--- Text excerpt ---
## Start
Court of Customs and Patent Appeals
Jan 25, 1937
87 F.2d 212 (C.C.P.A. 1937)


Patent Appeal No. 3737.

January 25, 1937.

Appeal from Board of Patent Appeals, Interference No. 63,958.

Interference proceeding by Cary R. Wagner against Frederick E. Frey. From an adverse decision, the defendant appeals.


Barry Cyr, of Washington, D.C. (Robt. E. Barry and Armand A. Cyr, both of Washington, D.C., of counsel), for appellant.

Edward H. Lang, of Chicago, Ill. (Thomas E. Scofield, of Kansas City, Mo., and William S. McDowell, of Columbus, Ohio, of counsel), for appellee.

Before GRAHAM, Presiding Judge, and BLAND, HATFIELD, GARRETT, and LENROOT, Associate Judges.

This is an appeal from the decision of the Board of Appeals of the United States Patent Office, affirming the decision of the Examiner of Interferences which awarded priority in the subject matter of the interference to the party Wagner. The interference is between the patent of the party Frey, No. 1,847,240, dated March 1, 1932, issued upon an application filed June 6, 1930, and an application of the party Wagner filed October 10, 1932. The single count of the interference was copied from the Frey patent by the party Wagner, who, at the same time, requested an interference. Said count is as follows: "In a process for obtaining low boiling point hydrocarbon liquid polymers predominantly of the motor fuel range from olefinic hydrocarbon gases, continuously compressing said gases to a pressure between 500 and 2000 pounds per square inch, subsequently passing said gases under such pressure through an elongated passageway of restricted cross sectional area while heating the gases therein to a temperature sufficient to initiate polymerization of said gases, then passing said gases through an enlarged zone under said pressure and at slower velocity while maintaining the gases in said zone for a period of time sufficient to obtain an exothermic reaction and at temperatures between 700 and 1000° F. without introducing any extraneous heat into the zone, and then separating low boiling liquid polymers so produced."

The petition for appeal recites that a former interference upon the same subject matter had been declared between said patent and an application of the party Wagner, filed April 11, 1929. This former interference was dissolved by the Examiner of Interferences on March 24, 1933, on the ground that the single count of the interference was not sustained by the disclosure of the Wagner application, and this decision was affirmed by the Board of Appeals upon appeal.

In the interference at bar, the party Frey rested upon his date of filing, and took no evidence. The party Wagner took evidence upon the question of his dates of conception and reduction to practice.

The matter having been submitted to the Examiner of Interferences, a decision awarding priority of invention to the party Wagner was made, and this, upon appeal, was affirmed by the Board of Appeals.

It appears from the record that the Frey patent was issued before the date of filing of the party Wagner's application. Therefore, the burden rested upon the party Wagner to maintain his case by evidence showing a prior conception and reduction to practice, beyond a reasonable doubt. The Examiner of Interferences and the Board of Appeals agreed in the conclusion that he had successfully maintained the burden thus resting upon him, and that prior to the date of filing of the Frey application, the party Wagner had conceived and reduced to practice the invention which is the subject matter of this interference.

The subject matter of the interference is fairly well disclosed by the count of the interference heretofore quoted. The principal question for decision here is whether the count of the interference reads upon the apparatus and process employed by the party Wagner. Counsel for Frey insist that the process practiced by Wagner does not satisfy the count, and in the decision of the matter consideration must necessarily be given to the particular language employed in the count.
## End
--- To do ---
a. In the Frey–Wagner opinion, shorten the paragraph beginning "It appears from the record that the Frey patent" while keeping its main facts.
b. According to the Frey–Wagner opinion, on what date did the Examiner of Interferences dissolve the former interference?
c. Write the next part of the Frey–Wagner opinion, starting after its final sentence.

Data extracted from a collection:
## Start
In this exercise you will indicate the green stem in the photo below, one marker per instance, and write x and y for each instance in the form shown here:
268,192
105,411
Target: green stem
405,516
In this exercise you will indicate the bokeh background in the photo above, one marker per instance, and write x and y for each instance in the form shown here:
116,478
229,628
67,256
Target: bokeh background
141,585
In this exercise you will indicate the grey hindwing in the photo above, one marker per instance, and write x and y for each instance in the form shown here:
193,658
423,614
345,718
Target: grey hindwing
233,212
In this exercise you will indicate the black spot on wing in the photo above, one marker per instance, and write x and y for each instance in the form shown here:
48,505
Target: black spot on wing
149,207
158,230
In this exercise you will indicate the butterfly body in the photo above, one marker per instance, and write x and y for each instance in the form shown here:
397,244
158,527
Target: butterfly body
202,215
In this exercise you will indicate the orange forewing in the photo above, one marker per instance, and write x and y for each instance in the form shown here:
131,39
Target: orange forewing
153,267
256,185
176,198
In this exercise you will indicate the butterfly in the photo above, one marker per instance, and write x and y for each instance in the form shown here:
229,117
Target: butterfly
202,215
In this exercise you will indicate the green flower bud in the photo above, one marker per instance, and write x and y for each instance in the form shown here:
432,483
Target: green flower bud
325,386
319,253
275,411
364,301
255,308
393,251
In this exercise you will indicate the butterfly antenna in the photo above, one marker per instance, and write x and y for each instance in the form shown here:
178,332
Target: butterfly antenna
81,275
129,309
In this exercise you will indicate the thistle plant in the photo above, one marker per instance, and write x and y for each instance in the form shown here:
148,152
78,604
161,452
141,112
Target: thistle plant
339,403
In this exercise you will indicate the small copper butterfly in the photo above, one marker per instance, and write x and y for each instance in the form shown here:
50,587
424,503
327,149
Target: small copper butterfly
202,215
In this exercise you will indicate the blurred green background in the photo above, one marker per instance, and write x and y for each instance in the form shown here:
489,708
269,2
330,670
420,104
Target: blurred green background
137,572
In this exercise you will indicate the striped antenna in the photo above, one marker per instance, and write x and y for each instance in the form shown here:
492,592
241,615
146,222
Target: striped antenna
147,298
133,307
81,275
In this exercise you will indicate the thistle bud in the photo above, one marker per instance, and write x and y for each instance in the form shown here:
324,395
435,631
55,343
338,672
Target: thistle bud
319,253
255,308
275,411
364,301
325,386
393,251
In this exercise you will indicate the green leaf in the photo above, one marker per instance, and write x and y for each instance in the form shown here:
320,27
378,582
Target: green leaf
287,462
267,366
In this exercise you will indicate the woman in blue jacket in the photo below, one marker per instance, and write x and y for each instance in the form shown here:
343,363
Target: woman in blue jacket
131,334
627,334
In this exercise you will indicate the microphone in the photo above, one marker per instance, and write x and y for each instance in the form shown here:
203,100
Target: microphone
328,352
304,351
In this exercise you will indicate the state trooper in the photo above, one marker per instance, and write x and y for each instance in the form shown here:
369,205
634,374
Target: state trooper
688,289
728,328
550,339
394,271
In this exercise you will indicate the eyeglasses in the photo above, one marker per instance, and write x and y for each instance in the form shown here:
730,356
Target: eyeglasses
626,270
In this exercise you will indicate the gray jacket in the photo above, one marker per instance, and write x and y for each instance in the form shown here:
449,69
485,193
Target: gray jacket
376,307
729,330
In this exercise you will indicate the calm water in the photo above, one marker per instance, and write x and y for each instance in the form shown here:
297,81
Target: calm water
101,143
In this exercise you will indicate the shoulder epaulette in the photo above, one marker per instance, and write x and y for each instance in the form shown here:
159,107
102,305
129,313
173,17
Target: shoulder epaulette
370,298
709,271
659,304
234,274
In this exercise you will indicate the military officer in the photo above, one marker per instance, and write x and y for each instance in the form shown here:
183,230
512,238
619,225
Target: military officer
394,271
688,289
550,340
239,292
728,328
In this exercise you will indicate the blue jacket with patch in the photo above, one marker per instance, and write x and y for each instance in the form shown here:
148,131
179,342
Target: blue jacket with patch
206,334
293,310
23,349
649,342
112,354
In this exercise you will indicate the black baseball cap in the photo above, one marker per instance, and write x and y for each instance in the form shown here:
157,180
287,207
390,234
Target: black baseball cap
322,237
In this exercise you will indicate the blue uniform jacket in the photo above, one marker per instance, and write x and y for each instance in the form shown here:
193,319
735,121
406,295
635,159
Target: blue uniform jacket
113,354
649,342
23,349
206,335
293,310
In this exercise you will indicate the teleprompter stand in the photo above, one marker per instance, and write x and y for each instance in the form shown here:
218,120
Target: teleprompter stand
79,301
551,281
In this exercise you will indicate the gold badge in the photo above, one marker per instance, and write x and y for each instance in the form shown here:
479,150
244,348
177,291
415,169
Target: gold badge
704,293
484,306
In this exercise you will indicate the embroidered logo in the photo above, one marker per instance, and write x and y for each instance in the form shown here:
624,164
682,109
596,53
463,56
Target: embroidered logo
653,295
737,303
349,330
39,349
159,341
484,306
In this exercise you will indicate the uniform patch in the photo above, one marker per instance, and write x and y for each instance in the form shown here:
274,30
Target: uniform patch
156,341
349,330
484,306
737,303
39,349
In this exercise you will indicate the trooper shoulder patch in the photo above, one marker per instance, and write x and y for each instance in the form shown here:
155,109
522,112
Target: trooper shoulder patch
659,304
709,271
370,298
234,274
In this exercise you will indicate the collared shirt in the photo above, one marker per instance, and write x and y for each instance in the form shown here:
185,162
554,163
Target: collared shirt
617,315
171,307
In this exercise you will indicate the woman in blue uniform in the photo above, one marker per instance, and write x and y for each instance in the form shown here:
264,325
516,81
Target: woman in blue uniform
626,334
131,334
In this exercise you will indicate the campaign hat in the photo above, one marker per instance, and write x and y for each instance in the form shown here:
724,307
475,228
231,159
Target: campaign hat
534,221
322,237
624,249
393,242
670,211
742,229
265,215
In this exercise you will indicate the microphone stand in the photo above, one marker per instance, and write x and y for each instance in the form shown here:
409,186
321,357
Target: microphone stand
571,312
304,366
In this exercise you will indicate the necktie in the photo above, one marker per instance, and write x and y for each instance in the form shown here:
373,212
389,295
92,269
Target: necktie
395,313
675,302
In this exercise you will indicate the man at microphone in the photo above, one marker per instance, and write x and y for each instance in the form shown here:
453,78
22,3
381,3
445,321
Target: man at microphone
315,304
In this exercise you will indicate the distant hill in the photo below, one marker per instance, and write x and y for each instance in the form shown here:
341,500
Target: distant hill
## End
--- Results for each task ---
a. Because Frey's patent issued before Wagner filed his application, Wagner bore the burden of proving a prior conception and reduction to practice beyond a reasonable doubt. The Examiner of Interferences and the Board of Appeals both concluded that he met this burden and had conceived the invention and reduced it to practice before Frey's filing date.

b. March 24, 1933.

c.
The party Cary R. Wagner was, at the time the evidence was taken, chief chemist for the Pure Oil Company of Columbus, Ohio. After graduating from Wooster College and Purdue University, beginning with the first week in August, 1918, he had been continuously employed as a chemist in oil processing, and, since March, 1926, was employed in investigations of vapor phase methods of cracking oils. In this work he became interested in the utilization of gases produced as the result of vapor phase cracking processes, with the idea of ultimately making use of the same for motor fuel. At his instigation, the Pure Oil Company installed three units of the so-called gyro process, at Cabin Creek, W. Va., and began at once to prepare gas oil from the olefinic hydrocarbon gases produced in the gyro process. On the 10th of April, 1928, he prepared a sketch of an apparatus, and of a process which he desired to have tried by his company, in which high pressure and high temperatures were employed to polymerize such gases. From this sketch, an experimental apparatus was built, which used a compressor, a heater, a reaction chamber, and an accumulator tank. The heating coil was made of ¼-inch double extra strong pipe having a diameter of approximately .25 inches. The reaction chamber was made of iron pipe with an inner diameter of 1½ inches, and was 3 feet in length. This apparatus was operated from August to September, 1928. At that time the party Wagner concluded the reaction chamber was too small, and thereupon a new reaction chamber of heavy pipe, 4 inches in inner diameter, was procured and substituted for the first reaction chamber.

The apparatus was run with this new reaction chamber until about October 17, 1928, when, on the seventh run, it was found that the reaction chamber was swelling, and because of danger of an explosion, the use of it was discontinued. Thereupon a reaction chamber was prepared with a steam chamber fitted to it, by means of which steam could be circulated about the chamber to control its temperature. This plant was then operated until October, 1929, when it was dismantled and shipped to Marcus Hook, Pa., where the company was maintaining an experimental gyro gas unit. The experimental plant at Marcus Hook was erected in November, 1929, and began to operate about January 1, 1930. The Marcus Hook plant was built substantially like the plant at Cabin Creek, W. Va. This plant was operated until a commercial plant was built at the Toledo, Ohio, refinery of the Pure Oil Company, construction beginning in the fall of 1930. The last-named plant was completed and ready to begin operations about April 1, 1931, and was operated continuously up until June, 1933. In operating the Cabin Creek apparatus, the pressure ranged from 600 pounds to 800 pounds per square inch in the early experiments in 1928, and later the pressure was increased to 1,000, and in some cases 1,100 pounds. This pressure was maintained until the gases had passed through the condensing coil and was then reduced. While the gases were passing through the reaction chamber, the record shows that they were slowed up and did not pass through this chamber as rapidly as through the heating coil and remainder of the system. The temperature during these experiments was from 600° to 900° F. at the point where the gases entered the reaction chamber. In the reaction chamber, due to exothermic reaction, the temperature of the gases increased.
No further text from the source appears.